**Page text:**
______

As the lights rise, the audience erupts not with polite applause but with fervent, affectionate chants. "We love you, maestro!" they cry. This is spontaneous homage not just to a performance but to a life's work. For in this King Lear, Yehia El-Fakharani does not merely revisit a role; he reclaims a throne, one unshaken by time.

El-Fakharani does not merely revisit a role; he reclaims a throne, one unshaken by time

Mastering the trade

Veteran journalist Mofid Fawzi once offered Yehia El-Fakharani a simple affirmation: "I believe you." It struck at the core of El-Fakharani's artistry. For decades, audiences have trusted him not merely to portray truth but to inhabit it—to disappear into a role so completely that 'character' and 'self' become indistinguishable.

El-Fakharani breathes life into his characters from within. For him, acting is far more than a job. His wife, the writer Lamis Gaber, said he once arrived on set before the studio had even opened—driven not by professionalism but by a love that has animated a career of extraordinary breadth, earning him early acclaim in radio and theatre, before television enshrined him in the Egyptian and Arab cultural memory.

His screen breakthrough came with Siyam Siyam in the early 1980s, but it was Layali El-Helmeya (Al-Helmaya Nights), an Egyptian TV series that ran from 1987 to 2016, that sealed his legend. Initially considered for the role of the rustic mayor Suleiman Ghanem (ultimately played by Salah El-Saadany), El-Fakharani insisted on portraying the Pasha, Selim El-Badry.

Scriptwriter Osama Anwar Okasha was sceptical, but the performance that emerged—cool, brooding, and quietly tormented—became one of the most iconic in Arab TV history. El-Fakharani stood out not with matinee glamour or screen-idol charm. His power lay in an 'everyman' quality and understated magnetism that mixed gravitas with gentle mischief. Softened by kindness, his features often disqualified him from villainous roles, but when he did embrace the dark side, the results were searing—as in Deadly Jealousy, the breakout film of Atef El-Tayeb.

______

**To do:**
What comes next in the profile of Yehia El-Fakharani? Continue it from its final sentence, about Deadly Jealousy.

______

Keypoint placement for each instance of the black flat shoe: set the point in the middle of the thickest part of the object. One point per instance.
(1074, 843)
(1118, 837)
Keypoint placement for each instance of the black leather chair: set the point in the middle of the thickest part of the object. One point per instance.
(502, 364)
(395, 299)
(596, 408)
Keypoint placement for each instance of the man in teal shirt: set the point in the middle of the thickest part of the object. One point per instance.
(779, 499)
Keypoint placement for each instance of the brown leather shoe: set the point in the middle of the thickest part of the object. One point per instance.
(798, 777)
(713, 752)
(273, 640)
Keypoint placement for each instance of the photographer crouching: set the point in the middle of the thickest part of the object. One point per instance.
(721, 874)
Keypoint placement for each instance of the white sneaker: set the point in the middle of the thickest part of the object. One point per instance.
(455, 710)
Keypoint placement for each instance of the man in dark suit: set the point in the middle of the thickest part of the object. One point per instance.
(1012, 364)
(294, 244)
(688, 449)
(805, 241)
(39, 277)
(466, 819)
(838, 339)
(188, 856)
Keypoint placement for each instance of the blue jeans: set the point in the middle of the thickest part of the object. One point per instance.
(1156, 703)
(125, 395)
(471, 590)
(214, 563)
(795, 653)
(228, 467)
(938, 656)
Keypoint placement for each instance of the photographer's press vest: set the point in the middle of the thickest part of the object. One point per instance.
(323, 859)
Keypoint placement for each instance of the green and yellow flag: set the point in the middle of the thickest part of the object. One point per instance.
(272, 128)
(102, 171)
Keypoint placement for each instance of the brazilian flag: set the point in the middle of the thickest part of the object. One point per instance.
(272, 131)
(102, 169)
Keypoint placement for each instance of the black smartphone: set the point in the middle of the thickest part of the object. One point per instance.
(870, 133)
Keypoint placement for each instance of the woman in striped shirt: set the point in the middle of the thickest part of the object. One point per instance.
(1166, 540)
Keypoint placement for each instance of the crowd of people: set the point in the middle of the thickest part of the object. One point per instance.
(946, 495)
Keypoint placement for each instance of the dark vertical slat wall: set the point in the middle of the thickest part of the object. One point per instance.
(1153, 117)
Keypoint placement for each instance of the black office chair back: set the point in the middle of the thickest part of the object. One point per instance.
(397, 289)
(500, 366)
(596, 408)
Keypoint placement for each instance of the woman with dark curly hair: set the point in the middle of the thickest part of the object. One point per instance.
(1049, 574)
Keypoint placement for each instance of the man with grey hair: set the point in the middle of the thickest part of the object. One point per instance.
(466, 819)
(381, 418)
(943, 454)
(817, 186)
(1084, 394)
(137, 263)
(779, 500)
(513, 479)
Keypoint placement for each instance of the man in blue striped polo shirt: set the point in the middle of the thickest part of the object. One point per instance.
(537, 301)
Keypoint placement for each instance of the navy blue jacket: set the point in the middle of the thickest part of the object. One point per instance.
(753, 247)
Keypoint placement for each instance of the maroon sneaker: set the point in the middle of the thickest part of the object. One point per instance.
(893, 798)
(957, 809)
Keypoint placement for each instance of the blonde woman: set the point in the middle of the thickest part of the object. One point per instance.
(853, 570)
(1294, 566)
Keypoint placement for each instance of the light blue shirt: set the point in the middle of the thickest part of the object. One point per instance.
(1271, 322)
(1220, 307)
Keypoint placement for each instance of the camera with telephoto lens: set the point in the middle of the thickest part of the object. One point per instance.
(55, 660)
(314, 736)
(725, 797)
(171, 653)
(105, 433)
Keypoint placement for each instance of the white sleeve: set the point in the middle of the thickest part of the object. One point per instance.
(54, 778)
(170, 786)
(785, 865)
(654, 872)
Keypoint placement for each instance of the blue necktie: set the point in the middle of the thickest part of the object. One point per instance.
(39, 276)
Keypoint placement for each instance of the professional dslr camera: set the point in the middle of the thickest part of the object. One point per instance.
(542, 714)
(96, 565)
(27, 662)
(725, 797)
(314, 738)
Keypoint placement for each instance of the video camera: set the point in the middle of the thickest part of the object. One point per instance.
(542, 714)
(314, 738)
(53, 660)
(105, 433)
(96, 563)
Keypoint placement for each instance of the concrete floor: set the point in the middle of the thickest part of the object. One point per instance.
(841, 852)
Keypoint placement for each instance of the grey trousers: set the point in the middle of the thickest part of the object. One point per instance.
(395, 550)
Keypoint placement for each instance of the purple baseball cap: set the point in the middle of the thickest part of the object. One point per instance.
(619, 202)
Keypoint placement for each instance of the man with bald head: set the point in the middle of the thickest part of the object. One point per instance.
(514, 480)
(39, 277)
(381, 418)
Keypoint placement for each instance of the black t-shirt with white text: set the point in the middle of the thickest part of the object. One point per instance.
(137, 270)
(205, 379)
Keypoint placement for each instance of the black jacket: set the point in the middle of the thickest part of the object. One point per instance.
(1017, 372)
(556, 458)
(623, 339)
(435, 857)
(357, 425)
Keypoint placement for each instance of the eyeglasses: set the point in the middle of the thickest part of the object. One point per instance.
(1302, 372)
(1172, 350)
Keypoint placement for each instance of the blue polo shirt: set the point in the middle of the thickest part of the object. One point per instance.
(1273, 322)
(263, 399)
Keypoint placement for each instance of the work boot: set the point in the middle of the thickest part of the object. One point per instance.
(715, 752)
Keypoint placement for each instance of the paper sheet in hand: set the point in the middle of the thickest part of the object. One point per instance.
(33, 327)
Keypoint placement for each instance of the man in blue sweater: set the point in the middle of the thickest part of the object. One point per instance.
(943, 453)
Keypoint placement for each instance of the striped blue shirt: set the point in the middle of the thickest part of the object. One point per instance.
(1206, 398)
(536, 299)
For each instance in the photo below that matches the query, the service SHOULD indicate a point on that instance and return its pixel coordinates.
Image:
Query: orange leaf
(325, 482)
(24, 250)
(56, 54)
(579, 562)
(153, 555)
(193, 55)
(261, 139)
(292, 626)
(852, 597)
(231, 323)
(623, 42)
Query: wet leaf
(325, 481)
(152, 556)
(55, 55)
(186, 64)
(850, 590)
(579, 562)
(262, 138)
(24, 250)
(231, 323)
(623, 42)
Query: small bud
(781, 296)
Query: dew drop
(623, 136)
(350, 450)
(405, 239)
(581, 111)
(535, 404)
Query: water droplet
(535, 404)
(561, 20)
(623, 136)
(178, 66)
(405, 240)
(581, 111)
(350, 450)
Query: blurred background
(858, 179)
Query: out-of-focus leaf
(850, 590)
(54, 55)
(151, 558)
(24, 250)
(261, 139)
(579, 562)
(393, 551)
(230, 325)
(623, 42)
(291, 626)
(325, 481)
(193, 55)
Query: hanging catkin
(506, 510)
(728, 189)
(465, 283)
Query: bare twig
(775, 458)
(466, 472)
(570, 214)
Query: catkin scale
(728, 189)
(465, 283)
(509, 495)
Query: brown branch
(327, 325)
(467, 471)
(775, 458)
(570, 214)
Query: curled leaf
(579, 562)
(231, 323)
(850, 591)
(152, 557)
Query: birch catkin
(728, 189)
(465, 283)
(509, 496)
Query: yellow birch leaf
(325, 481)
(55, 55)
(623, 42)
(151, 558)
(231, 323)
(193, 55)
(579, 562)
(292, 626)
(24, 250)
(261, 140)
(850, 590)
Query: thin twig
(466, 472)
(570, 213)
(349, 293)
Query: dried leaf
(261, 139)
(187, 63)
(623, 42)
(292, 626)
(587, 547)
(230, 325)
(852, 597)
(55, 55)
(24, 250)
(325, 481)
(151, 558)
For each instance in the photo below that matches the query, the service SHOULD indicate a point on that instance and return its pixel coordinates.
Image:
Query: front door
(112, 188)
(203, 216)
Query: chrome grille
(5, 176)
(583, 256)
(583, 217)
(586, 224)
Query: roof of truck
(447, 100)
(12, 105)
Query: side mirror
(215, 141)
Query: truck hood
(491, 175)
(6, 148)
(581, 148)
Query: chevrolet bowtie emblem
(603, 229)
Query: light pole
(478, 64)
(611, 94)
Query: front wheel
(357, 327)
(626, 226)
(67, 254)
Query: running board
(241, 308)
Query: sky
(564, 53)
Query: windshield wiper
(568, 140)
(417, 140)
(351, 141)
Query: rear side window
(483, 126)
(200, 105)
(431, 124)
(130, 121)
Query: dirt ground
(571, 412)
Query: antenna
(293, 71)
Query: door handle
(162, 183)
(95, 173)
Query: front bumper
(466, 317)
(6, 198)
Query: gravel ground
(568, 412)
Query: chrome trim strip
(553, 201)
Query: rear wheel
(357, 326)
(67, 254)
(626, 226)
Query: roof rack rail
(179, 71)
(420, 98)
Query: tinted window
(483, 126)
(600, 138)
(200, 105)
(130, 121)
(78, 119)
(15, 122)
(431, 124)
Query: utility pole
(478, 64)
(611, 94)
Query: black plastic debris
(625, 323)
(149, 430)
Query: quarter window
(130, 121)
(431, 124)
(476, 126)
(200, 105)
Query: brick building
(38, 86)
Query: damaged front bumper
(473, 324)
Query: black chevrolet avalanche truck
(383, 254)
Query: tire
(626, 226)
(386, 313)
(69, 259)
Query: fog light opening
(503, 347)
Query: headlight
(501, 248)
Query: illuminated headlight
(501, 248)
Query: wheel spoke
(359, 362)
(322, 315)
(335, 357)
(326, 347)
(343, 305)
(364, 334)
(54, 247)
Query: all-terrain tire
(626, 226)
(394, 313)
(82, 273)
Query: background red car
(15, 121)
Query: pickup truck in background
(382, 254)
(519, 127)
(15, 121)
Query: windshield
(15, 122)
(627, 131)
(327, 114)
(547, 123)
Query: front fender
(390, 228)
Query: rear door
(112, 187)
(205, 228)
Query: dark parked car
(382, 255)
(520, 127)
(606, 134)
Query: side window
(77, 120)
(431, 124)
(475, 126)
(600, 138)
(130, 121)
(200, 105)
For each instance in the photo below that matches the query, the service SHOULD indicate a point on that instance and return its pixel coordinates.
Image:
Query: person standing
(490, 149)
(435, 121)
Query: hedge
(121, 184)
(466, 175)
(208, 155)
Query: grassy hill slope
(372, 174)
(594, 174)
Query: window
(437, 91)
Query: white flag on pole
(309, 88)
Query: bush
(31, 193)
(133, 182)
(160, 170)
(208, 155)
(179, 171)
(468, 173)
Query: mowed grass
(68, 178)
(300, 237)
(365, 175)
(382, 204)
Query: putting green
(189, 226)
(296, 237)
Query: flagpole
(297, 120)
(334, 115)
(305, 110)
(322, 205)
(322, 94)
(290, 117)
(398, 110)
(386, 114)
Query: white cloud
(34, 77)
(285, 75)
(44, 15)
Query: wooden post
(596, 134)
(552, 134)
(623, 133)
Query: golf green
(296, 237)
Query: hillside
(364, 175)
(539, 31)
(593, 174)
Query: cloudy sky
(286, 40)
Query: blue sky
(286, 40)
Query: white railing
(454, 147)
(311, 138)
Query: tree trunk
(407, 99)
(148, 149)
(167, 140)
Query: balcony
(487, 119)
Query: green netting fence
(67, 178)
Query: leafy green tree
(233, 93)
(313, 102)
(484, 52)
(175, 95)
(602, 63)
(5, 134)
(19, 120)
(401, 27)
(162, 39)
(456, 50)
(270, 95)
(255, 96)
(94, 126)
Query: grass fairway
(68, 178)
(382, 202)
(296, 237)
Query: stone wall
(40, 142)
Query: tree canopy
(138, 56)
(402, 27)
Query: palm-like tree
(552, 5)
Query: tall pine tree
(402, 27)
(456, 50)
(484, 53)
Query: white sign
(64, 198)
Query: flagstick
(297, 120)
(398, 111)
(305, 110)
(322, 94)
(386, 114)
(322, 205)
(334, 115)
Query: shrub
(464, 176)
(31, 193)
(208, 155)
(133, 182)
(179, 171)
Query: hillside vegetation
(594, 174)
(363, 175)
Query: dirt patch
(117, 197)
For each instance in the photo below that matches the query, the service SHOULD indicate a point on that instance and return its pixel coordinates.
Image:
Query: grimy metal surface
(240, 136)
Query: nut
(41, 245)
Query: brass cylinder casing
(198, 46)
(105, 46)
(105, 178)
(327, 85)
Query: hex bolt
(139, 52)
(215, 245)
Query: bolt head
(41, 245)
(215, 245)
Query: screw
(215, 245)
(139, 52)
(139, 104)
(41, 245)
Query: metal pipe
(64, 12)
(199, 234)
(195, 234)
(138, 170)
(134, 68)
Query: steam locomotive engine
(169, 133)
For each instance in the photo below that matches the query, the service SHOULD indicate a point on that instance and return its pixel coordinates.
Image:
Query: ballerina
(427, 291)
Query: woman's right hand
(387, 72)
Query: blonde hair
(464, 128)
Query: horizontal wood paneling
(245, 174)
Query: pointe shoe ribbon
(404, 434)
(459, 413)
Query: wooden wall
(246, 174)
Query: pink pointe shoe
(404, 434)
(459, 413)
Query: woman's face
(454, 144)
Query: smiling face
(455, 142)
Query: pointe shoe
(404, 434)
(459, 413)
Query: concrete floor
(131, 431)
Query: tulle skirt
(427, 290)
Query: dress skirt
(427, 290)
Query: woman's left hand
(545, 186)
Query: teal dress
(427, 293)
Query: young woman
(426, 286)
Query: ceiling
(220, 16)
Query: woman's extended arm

______

**Task result:**
Like Lear, El-Fakharani's legacy will echo far beyond the curtain fall

Fixture of authenticity

His film career, though selective, was no less impactful. After a cautious debut in Ah Ya Leil Ya Zaman (1977), he navigated the crowded 1980s-90s cinema landscape with surgical precision, with box-office success a distant second to storytelling. Among his most memorable performances was in Gone With No Return, his second collaboration with director Mohamed Khan.

Now recognised as one of Egypt's greatest films, it was a lyrical adaptation of H.E. Bates' The Purple Plain and captured Egyptian cinematic realism at its most tender and unadorned. El-Fakharani not only proposed the script (written by Asem Tawfik, who had introduced him to audiences in Days of Joy) but embodied its essence. Khan opened the film with a line that became its manifesto: "The characters may be fictional, but the places are undeniably real."

Initially rejected by a slate of A-list actors, including Farid Shawqi (who later reversed his decision and praised the work), the film was shot in just four weeks in a village near Benha. As legend has it, the abundance of on-screen food scenes led Khan, Shawqi, and El-Fakharani to emerge visibly heavier by the final take.

Born on 7 April 1945, El-Fakharani trained as a physician and worked in the broadcast medical department of Egyptian Radio and Television before surrendering to the vocation that had claimed his heart. Even as cultural trends shifted over time, he remained a fixture of authenticity—anchored in craft, humility, and emotional truth.

Screenwriter Youssef Maati recalled how El-Fakharani once stepped out for a meal but could not get out of his car owing to a spontaneous mob that gathered and clambered around his vehicle, hoping not for a selfie but to express their admiration. Soon, the crowd lifted his car up off the ground as a sign of honour and affection. Such moments are not born of celebrity but of earned, enduring, and unrepayable love. Like Lear, his legacy will echo far beyond the curtain fall.